Given instruction:
Render every line from the first one below down to and including the line that contains "[0,60,486,89]" as a Markdown table with the columns Row and Line. Number each row and omit blank lines.

Information shown:

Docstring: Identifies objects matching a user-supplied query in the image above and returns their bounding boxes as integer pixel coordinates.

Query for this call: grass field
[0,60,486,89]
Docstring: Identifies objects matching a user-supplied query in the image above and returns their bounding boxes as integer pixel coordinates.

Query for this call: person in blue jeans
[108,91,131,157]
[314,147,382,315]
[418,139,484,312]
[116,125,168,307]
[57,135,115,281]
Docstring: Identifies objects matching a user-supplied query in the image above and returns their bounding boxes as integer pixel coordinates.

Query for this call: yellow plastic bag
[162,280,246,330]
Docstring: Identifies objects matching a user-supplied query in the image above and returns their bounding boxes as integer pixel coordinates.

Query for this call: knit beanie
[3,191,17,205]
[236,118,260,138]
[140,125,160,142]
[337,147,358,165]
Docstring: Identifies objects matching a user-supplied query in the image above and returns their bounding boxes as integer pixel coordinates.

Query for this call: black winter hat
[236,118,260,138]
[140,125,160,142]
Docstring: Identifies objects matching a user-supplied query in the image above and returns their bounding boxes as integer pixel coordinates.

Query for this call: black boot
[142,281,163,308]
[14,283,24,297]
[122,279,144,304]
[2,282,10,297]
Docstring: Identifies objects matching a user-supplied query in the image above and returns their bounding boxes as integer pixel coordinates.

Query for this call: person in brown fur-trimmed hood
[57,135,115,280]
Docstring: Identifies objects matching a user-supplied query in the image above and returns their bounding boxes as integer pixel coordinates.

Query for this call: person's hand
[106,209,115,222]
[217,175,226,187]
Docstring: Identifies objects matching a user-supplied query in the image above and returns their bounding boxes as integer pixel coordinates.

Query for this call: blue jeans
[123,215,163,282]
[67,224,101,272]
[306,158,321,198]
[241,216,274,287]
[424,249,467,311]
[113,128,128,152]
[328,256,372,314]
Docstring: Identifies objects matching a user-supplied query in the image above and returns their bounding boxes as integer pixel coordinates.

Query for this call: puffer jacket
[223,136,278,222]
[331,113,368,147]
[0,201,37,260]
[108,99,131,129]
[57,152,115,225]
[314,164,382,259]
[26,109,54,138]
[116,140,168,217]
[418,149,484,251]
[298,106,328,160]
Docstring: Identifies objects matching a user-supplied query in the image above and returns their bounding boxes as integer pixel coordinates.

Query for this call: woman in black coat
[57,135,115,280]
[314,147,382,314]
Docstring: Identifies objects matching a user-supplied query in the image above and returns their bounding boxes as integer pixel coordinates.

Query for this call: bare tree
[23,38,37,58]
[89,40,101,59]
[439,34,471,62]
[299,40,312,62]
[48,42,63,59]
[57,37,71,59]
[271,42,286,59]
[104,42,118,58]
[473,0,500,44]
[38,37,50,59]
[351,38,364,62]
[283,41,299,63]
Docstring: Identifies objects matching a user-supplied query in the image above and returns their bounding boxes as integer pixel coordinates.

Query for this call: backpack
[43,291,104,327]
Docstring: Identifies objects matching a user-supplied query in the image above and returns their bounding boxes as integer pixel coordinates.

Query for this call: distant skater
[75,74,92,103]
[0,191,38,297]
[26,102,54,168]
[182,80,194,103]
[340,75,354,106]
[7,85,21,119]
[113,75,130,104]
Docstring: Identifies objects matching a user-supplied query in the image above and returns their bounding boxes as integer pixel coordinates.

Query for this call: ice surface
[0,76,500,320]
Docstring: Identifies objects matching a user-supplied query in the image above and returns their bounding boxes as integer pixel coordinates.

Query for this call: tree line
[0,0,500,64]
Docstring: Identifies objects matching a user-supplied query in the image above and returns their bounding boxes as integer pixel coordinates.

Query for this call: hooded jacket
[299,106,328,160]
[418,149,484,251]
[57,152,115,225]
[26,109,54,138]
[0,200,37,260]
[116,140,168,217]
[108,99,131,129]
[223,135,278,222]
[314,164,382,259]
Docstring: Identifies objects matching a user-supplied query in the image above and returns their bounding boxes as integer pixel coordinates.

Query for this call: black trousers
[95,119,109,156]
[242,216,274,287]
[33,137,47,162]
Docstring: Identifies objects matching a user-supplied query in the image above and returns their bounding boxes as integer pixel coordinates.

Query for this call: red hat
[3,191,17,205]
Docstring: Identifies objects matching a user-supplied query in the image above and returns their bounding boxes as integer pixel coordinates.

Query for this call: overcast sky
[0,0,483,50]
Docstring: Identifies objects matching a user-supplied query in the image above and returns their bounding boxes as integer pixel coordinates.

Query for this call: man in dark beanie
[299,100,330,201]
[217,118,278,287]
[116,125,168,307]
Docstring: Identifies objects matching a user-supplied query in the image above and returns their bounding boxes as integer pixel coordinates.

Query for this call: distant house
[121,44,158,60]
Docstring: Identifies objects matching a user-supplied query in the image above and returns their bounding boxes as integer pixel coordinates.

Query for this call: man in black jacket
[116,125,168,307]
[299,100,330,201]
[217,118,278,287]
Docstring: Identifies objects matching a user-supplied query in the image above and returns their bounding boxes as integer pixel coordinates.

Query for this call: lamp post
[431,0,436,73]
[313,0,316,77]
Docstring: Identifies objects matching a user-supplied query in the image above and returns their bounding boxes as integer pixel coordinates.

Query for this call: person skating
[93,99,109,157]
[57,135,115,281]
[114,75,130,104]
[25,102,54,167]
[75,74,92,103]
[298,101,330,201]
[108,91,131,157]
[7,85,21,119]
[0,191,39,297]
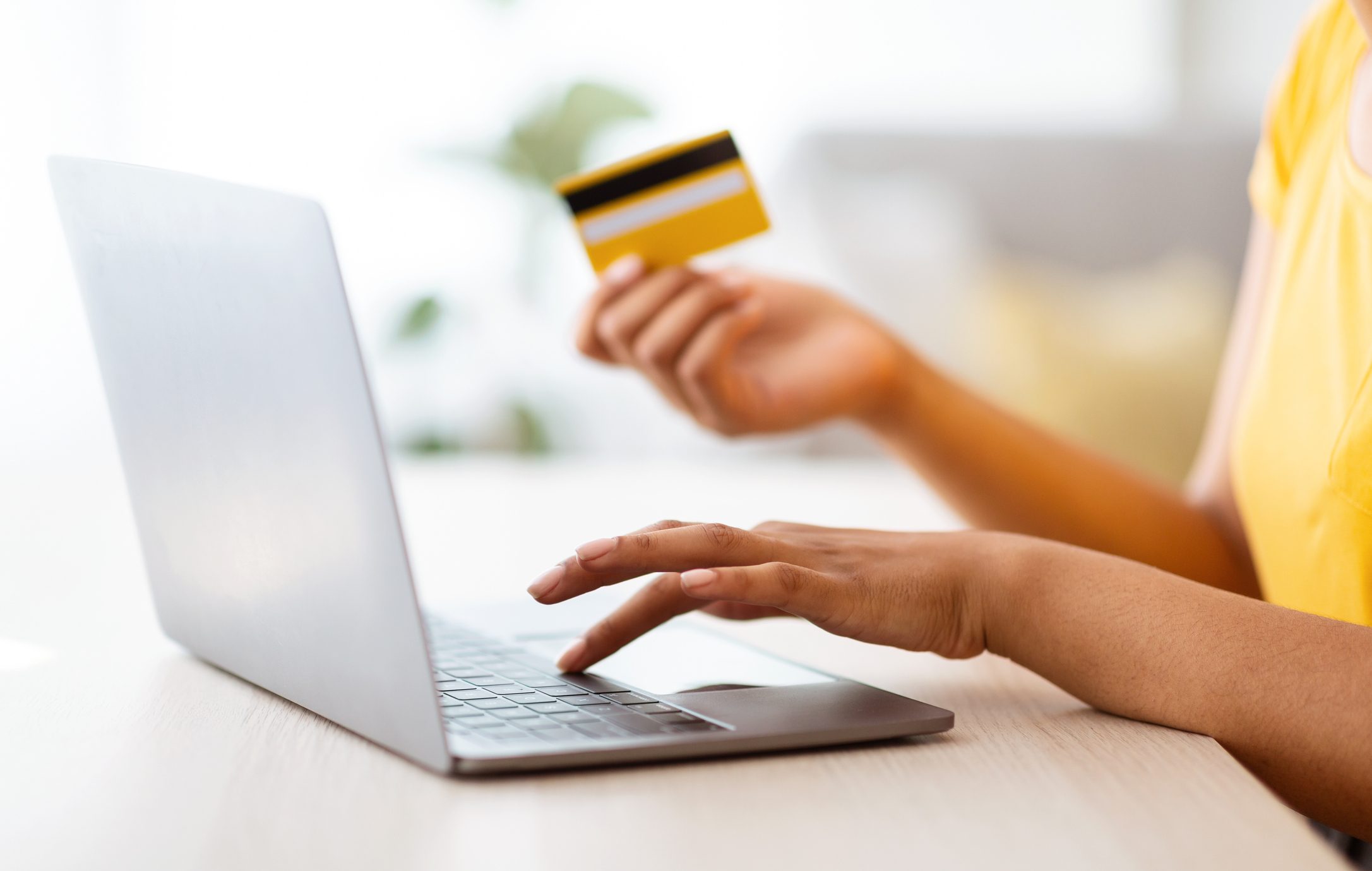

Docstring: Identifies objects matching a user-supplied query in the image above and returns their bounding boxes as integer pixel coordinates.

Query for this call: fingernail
[576,538,615,560]
[557,638,586,671]
[601,254,643,284]
[528,565,565,599]
[682,569,716,590]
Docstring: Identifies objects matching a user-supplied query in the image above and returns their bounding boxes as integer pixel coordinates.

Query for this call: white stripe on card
[580,169,748,244]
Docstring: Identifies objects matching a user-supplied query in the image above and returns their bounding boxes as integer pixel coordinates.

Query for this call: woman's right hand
[576,256,912,435]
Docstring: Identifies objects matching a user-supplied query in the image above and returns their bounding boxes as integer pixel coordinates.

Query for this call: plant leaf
[395,294,444,342]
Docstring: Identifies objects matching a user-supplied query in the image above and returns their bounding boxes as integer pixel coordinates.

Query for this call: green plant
[394,28,650,454]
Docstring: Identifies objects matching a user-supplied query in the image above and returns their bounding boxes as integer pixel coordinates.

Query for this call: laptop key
[468,698,515,711]
[601,693,657,705]
[539,683,586,697]
[518,718,563,730]
[467,672,509,686]
[444,690,495,701]
[534,723,590,743]
[491,706,538,720]
[563,675,628,693]
[482,724,528,741]
[572,720,633,738]
[510,673,566,688]
[558,695,605,706]
[605,713,674,735]
[462,714,505,728]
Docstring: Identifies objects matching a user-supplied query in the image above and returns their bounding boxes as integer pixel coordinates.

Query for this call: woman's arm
[537,521,1372,837]
[985,549,1372,838]
[864,221,1272,595]
[578,224,1272,595]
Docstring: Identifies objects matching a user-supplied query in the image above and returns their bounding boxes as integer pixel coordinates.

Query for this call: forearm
[984,544,1372,837]
[863,357,1258,595]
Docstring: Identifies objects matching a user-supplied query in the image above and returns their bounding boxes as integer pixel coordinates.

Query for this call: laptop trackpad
[523,624,833,695]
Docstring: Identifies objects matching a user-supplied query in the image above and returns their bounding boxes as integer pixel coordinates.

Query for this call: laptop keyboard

Exercise solution:
| Row | Line |
|---|---|
| 1 | Docstring: Identifies objects matching a user-supplied query in the image above and returns their bounding boxes as integer pixel coordinates. |
| 2 | Query for this call: grass field |
| 3 | [0,60,486,89] |